* DATA TO PROCESS:

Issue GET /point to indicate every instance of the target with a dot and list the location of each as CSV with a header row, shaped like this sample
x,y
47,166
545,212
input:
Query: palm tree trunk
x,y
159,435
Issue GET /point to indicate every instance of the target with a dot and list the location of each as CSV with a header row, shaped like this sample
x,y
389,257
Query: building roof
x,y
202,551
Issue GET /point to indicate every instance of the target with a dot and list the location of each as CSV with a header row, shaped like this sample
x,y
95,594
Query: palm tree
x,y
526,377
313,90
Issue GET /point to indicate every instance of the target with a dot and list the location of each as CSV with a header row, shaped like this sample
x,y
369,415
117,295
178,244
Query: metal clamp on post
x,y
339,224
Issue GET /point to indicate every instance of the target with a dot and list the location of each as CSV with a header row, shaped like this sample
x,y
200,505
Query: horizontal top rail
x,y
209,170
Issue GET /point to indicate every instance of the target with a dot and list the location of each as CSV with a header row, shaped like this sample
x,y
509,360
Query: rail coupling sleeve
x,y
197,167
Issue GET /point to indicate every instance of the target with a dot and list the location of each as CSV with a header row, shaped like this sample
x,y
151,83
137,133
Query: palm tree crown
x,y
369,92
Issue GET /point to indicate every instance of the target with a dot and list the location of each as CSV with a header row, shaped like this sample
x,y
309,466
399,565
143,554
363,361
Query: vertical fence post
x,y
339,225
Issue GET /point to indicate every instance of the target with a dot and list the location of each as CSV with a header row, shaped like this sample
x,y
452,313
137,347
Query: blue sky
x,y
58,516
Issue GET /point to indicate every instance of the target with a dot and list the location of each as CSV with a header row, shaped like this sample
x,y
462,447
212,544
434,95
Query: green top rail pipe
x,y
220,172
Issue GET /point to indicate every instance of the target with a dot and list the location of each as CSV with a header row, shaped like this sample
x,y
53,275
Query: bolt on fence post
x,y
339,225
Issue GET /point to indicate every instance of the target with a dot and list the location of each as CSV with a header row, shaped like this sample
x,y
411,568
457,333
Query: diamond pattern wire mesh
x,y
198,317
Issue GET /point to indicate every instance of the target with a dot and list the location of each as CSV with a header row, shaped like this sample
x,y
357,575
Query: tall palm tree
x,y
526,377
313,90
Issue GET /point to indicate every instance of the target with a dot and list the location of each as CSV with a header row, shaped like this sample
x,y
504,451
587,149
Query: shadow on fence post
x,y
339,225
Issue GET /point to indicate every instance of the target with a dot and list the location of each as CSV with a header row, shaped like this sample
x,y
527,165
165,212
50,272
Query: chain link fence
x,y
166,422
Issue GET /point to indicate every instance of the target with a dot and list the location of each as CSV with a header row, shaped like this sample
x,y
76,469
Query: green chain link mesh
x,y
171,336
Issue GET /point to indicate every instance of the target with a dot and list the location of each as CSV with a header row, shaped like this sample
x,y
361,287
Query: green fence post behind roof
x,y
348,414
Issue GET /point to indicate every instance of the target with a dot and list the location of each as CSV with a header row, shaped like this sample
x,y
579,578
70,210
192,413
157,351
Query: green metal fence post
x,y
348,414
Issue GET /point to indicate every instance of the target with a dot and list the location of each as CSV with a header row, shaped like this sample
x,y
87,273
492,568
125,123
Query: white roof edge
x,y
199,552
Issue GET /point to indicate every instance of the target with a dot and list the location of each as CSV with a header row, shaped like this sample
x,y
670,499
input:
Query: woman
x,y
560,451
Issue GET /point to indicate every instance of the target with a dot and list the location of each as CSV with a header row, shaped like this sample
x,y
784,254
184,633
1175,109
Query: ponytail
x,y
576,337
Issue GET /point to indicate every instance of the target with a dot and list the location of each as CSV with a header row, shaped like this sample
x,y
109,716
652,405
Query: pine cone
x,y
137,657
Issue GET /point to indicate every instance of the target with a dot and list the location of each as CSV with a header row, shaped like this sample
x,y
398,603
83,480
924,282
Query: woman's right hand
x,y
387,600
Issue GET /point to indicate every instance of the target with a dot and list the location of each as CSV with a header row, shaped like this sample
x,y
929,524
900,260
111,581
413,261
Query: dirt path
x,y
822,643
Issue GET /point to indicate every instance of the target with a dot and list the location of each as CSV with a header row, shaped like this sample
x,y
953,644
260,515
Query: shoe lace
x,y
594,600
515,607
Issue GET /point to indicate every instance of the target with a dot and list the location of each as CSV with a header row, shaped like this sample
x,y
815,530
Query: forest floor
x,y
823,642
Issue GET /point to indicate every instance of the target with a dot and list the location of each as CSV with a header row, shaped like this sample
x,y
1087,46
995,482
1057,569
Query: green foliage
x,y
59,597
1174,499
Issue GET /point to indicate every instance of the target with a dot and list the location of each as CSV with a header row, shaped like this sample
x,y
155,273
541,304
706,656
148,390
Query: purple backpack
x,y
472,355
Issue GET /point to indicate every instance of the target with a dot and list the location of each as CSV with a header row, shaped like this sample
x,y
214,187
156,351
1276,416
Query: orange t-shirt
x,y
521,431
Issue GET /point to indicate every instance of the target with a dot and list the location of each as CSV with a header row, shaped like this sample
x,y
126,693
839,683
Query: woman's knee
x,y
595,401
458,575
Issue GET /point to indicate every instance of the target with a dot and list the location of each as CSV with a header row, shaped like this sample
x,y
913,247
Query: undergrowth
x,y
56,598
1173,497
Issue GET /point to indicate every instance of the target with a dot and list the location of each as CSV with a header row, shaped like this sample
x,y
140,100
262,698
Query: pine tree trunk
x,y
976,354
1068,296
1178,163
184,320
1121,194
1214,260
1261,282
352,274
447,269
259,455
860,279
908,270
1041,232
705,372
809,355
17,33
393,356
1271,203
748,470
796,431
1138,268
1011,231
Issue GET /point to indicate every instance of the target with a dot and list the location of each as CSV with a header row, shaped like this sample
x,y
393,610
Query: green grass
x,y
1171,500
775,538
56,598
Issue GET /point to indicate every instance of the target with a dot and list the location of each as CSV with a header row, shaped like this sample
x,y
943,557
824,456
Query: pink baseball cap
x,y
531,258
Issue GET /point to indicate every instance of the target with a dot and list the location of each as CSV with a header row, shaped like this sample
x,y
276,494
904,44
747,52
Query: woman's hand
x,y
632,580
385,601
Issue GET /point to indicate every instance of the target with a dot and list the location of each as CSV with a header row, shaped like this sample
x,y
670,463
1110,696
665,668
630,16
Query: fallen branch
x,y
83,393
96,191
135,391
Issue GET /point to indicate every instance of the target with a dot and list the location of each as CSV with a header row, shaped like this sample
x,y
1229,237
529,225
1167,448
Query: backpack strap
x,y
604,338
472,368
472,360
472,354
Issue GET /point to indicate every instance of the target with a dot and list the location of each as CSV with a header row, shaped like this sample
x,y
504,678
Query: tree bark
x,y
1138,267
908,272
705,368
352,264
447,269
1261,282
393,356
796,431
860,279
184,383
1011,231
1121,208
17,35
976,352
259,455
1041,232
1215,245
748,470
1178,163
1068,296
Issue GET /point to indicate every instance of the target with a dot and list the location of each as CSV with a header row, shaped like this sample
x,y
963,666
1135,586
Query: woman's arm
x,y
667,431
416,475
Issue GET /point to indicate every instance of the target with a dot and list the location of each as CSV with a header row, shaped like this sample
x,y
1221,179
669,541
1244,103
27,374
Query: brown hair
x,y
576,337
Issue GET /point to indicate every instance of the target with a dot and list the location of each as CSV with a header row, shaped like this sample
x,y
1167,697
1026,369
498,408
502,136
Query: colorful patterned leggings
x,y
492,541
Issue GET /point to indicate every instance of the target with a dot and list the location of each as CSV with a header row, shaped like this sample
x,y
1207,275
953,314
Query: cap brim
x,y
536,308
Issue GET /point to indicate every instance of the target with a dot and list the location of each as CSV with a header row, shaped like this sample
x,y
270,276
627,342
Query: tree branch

* HOW TO COMPLETE THIS TASK:
Repeat all of the material above exactly, with no line dropped.

* OUTPUT FOR THIS TASK:
Issue GET /point to indicate every instance of the target with a dot and list the location of each as CSV with a header row, shaped like this sample
x,y
47,166
545,212
input:
Query: palm tree trunk
x,y
159,435
Issue GET /point to indicate every instance of the target with a dot and list the location of each as CSV with a header row, shaped like this sample
x,y
389,257
Query: building roof
x,y
202,551
Issue GET /point to indicate every instance of the target with a dot and list the location of each as CSV with a header row, shaped like this sample
x,y
95,594
Query: palm tree
x,y
526,377
313,90
Issue GET /point to indicate every instance of the target with a dot and list the location of each as CSV with a header row, shaped like this sample
x,y
369,415
117,295
178,244
Query: metal clamp on post
x,y
339,224
Issue GET /point to indicate every instance of the target with a dot and list the location of each as CSV with a header row, shaped like this sample
x,y
200,505
Query: horizontal top rail
x,y
209,170
Issue GET /point to indicate every instance of the target with a dot and list the location of each as CSV with a header row, shaped like this sample
x,y
509,360
Query: rail coupling sleeve
x,y
197,167
Issue GET /point to indicate every instance of the target with a dot and list the location of each as CSV with a header row, shaped like this sample
x,y
151,83
137,133
Query: palm tree crown
x,y
369,92
Issue GET /point to indicate every instance of the target with a dot and list the location of each as CSV with a header row, shaped like this sample
x,y
309,466
399,565
143,554
363,361
Query: vertical fence post
x,y
339,225
Issue GET /point to indicate every instance of the target with a dot and list the location of each as CSV with a header row, shaped like this sample
x,y
452,313
137,347
Query: blue sky
x,y
58,516
Issue GET /point to indicate every instance of the target with a dot and list the location of each as CSV with a header row, shaped like this sample
x,y
462,447
212,544
434,95
Query: green top rail pipe
x,y
220,172
Issue GET /point to indicate every instance of the target with a dot and list the location of each as CSV with a header row, shaped like this sample
x,y
53,275
Query: bolt on fence post
x,y
339,225
Issue GET /point to indicate every instance of the target with a dot and list the location of each as CSV with a header row, shaped like this sample
x,y
411,568
457,333
Query: diamond pattern wire mesh
x,y
198,317
Issue GET /point to indicate every instance of the target with a dot and list the location of each as CSV with a header row, shaped like this sample
x,y
357,575
Query: tall palm tree
x,y
526,377
313,90
Issue GET /point to indicate every instance of the target with a dot and list the location of each as CSV with a header row, shaped like this sample
x,y
504,451
587,149
Query: shadow on fence post
x,y
339,225
Issue GET /point to indicate every instance of the target with a dot and list the location of each as CSV with a header row, shaped like this sample
x,y
527,165
165,212
50,272
Query: chain link fence
x,y
166,422
Issue GET /point to indicate every instance of the target with a dot and list the location of each as CSV with a header row, shaped like this sample
x,y
76,469
Query: green chain link mesh
x,y
171,336
Issue GET /point to indicate every instance of the target with a dot and list the location of each as CSV with a header row, shaped like this sample
x,y
361,287
Query: green fence post behind roof
x,y
348,414
Issue GET /point to indicate every instance of the target with a dot and list the location of each as CSV with a header row, shaped like this sample
x,y
579,578
70,210
192,413
157,351
Query: green metal fence post
x,y
348,414
Issue GET /point to indicate every instance of the target with a dot and list the location of each as CSV with a header row, shaped like this sample
x,y
87,273
492,568
125,123
Query: white roof edge
x,y
199,552
Issue GET /point to indicate every instance of the target with a dot and list the location of each as CSV with a header row, shaped like this sample
x,y
670,499
input:
Query: woman
x,y
560,451
Issue GET /point to indicate every instance of the target with a dot and list the location of each as CSV with a header row, shaped like this sample
x,y
784,254
184,633
1175,109
Query: ponytail
x,y
576,337
Issue GET /point to indicate every instance of the target with a dot and list the location of each as CSV with a header row, shaped like this sample
x,y
109,716
652,405
Query: pine cone
x,y
137,657
Issue GET /point to indicate every instance of the target with a dot and list the location of each as CSV with a header row, shaped like this sample
x,y
398,603
83,480
924,282
Query: woman's right hand
x,y
387,600
Issue GET /point to indicate every instance of the target with a dot and list the location of each as CSV with a header row, shaped like this sample
x,y
929,524
900,260
111,581
413,261
Query: dirt path
x,y
822,643
Issue GET /point to indicate every instance of the target with a dot and list the location of each as CSV with a header row, shaped like this sample
x,y
953,644
260,515
Query: shoe lace
x,y
594,600
515,607
Issue GET /point to indicate every instance of the target with a dot and list the location of each as CSV with a header row, shaped like this sample
x,y
815,530
Query: forest floor
x,y
823,642
Issue GET /point to indicate every instance of the target with a dot and list the location of each as CSV with a header row, shaped like this sample
x,y
1087,46
995,482
1057,569
Query: green foliage
x,y
59,597
1174,499
Issue GET /point to indicate every instance of the target with a dot and list the location of each as CSV with a header row, shaped like this sample
x,y
155,273
541,304
706,656
148,390
Query: purple backpack
x,y
472,355
Issue GET /point to indicate every instance of the target with a dot and list the location of each as CSV with a header row, shaped like this sample
x,y
214,187
156,351
1276,416
Query: orange t-shirt
x,y
521,431
Issue GET /point to indicate every instance of the target with a dot and list the location of each as CSV with a header row, shaped like this sample
x,y
126,693
839,683
Query: woman's knee
x,y
595,401
458,575
Issue GET /point to indicate every instance of the target with a dot and list the location of each as CSV with a header row, shaped like this sample
x,y
913,247
Query: undergrowth
x,y
56,598
1173,497
Issue GET /point to indicate every instance of the target with a dot and list the location of each as CSV with a header row, shaped like this sample
x,y
140,100
262,698
Query: pine tree trunk
x,y
976,354
1068,296
1178,163
184,320
1121,194
1214,260
1261,282
352,274
447,269
259,455
860,279
908,270
1041,232
705,372
809,355
17,33
393,356
1271,203
748,470
796,431
1138,268
1011,231
Issue GET /point to indicate every instance of the target with a dot and list the location of each as CSV with a header row, shaped like this sample
x,y
393,610
Query: green grass
x,y
1171,500
775,538
56,598
Issue GET /point to indicate every instance of the target with a dot and list the location of each as CSV with a header row, shaped like this sample
x,y
943,557
824,456
Query: pink baseball cap
x,y
531,258
Issue GET /point to indicate every instance of the target with a dot and list the location of each as CSV with a header row, shaped like this sample
x,y
276,494
904,44
747,52
Query: woman's hand
x,y
632,580
385,601
Issue GET /point to indicate every instance of the target with a dot and list the location of each as CSV with a header row, shaped like this sample
x,y
670,463
1110,696
665,668
630,16
Query: fallen branch
x,y
83,393
96,191
135,391
Issue GET /point to indicate every instance of the target with a dot and list the location of each as CSV with a header row, shaped like this sample
x,y
1229,237
529,225
1167,448
Query: backpack strap
x,y
604,338
472,368
472,360
472,354
Issue GET /point to indicate every instance of the target with a dot and list the location of each as CSV with a header row, shaped like this sample
x,y
504,678
Query: tree bark
x,y
1138,267
908,272
705,368
352,264
447,269
1261,282
393,356
796,431
860,279
184,383
1011,231
1121,208
17,35
976,352
259,455
1041,232
1215,245
748,470
1178,163
1068,296
Issue GET /point to indicate every instance of the target with a dot and list the location of each as CSV with a header row, shaped like this sample
x,y
963,666
1135,586
Query: woman's arm
x,y
667,431
416,475
Issue GET /point to indicate every instance of the target with a dot and list the location of each as CSV with a header row, shaped like this sample
x,y
1221,179
669,541
1244,103
27,374
Query: brown hair
x,y
576,337
Issue GET /point to indicate every instance of the target with a dot and list the location of each as CSV with a header row, shaped like this sample
x,y
1167,697
1026,369
498,408
502,136
Query: colorful patterned leggings
x,y
492,541
Issue GET /point to indicate every instance of the target with a dot and list the location of each as CSV with a header row, shaped like this sample
x,y
1207,275
953,314
Query: cap brim
x,y
536,308
Issue GET /point to indicate every instance of the target with a dot and list the location of each as CSV with a header row, shaped like this sample
x,y
270,276
627,342
Query: tree branch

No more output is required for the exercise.